• _Input data_
--- START ---

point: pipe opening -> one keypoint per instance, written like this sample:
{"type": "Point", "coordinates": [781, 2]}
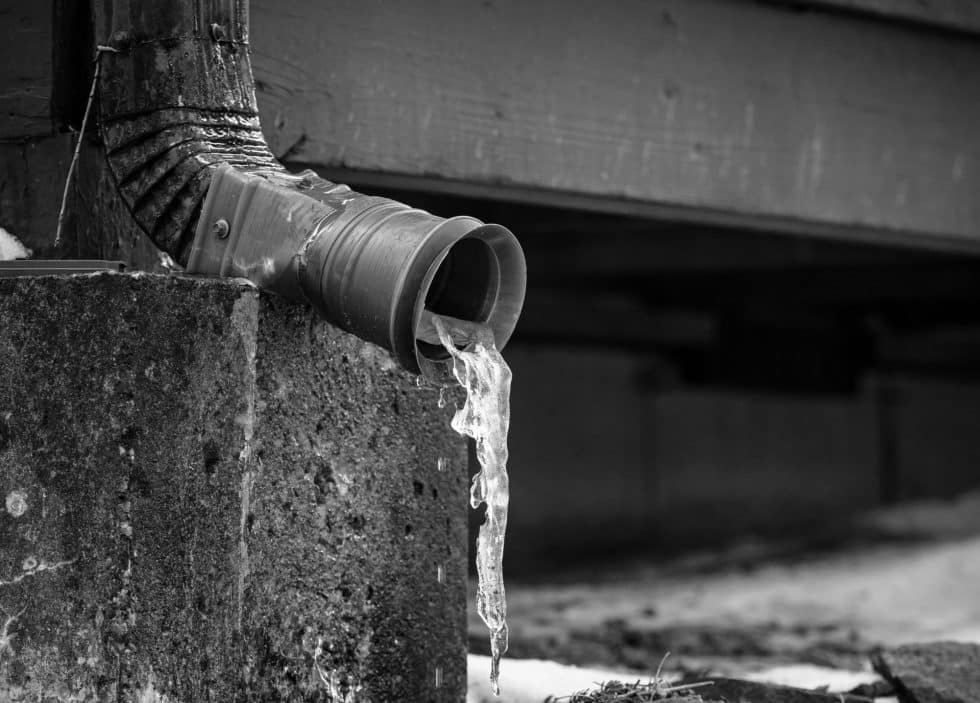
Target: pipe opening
{"type": "Point", "coordinates": [465, 286]}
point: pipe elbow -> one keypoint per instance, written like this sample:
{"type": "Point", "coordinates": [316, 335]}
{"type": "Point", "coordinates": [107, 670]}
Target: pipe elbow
{"type": "Point", "coordinates": [372, 266]}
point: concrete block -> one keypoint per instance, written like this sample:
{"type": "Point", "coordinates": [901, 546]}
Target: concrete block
{"type": "Point", "coordinates": [209, 495]}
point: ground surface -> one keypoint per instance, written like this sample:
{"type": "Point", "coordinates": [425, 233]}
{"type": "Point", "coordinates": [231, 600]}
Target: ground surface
{"type": "Point", "coordinates": [809, 619]}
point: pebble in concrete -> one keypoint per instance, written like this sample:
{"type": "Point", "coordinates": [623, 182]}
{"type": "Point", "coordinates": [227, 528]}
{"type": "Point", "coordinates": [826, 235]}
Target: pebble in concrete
{"type": "Point", "coordinates": [16, 503]}
{"type": "Point", "coordinates": [209, 495]}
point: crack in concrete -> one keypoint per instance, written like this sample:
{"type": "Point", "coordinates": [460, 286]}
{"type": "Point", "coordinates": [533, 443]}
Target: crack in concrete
{"type": "Point", "coordinates": [6, 638]}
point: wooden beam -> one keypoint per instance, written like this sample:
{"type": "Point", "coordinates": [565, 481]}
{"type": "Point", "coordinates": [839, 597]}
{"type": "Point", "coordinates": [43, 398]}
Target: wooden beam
{"type": "Point", "coordinates": [956, 15]}
{"type": "Point", "coordinates": [703, 108]}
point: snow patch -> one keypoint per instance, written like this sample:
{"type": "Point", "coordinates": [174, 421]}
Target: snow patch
{"type": "Point", "coordinates": [11, 248]}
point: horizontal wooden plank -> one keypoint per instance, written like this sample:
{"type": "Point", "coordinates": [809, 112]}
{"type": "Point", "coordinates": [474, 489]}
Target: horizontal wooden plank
{"type": "Point", "coordinates": [700, 108]}
{"type": "Point", "coordinates": [25, 68]}
{"type": "Point", "coordinates": [957, 15]}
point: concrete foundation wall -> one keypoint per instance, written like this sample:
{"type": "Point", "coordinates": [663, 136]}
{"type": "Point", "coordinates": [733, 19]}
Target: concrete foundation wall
{"type": "Point", "coordinates": [211, 496]}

--- END ---

• _Your goal_
Going back to the entries above, set down exactly the lines that begin at the one with "point: concrete block" and end at the one with "point: ground surface", both included, and nothing else.

• _Problem solution_
point: concrete block -> one keypoint per instance, written like this sample:
{"type": "Point", "coordinates": [901, 546]}
Target: concrete block
{"type": "Point", "coordinates": [209, 495]}
point: ground surface -> one keypoint per instance, written like this sample:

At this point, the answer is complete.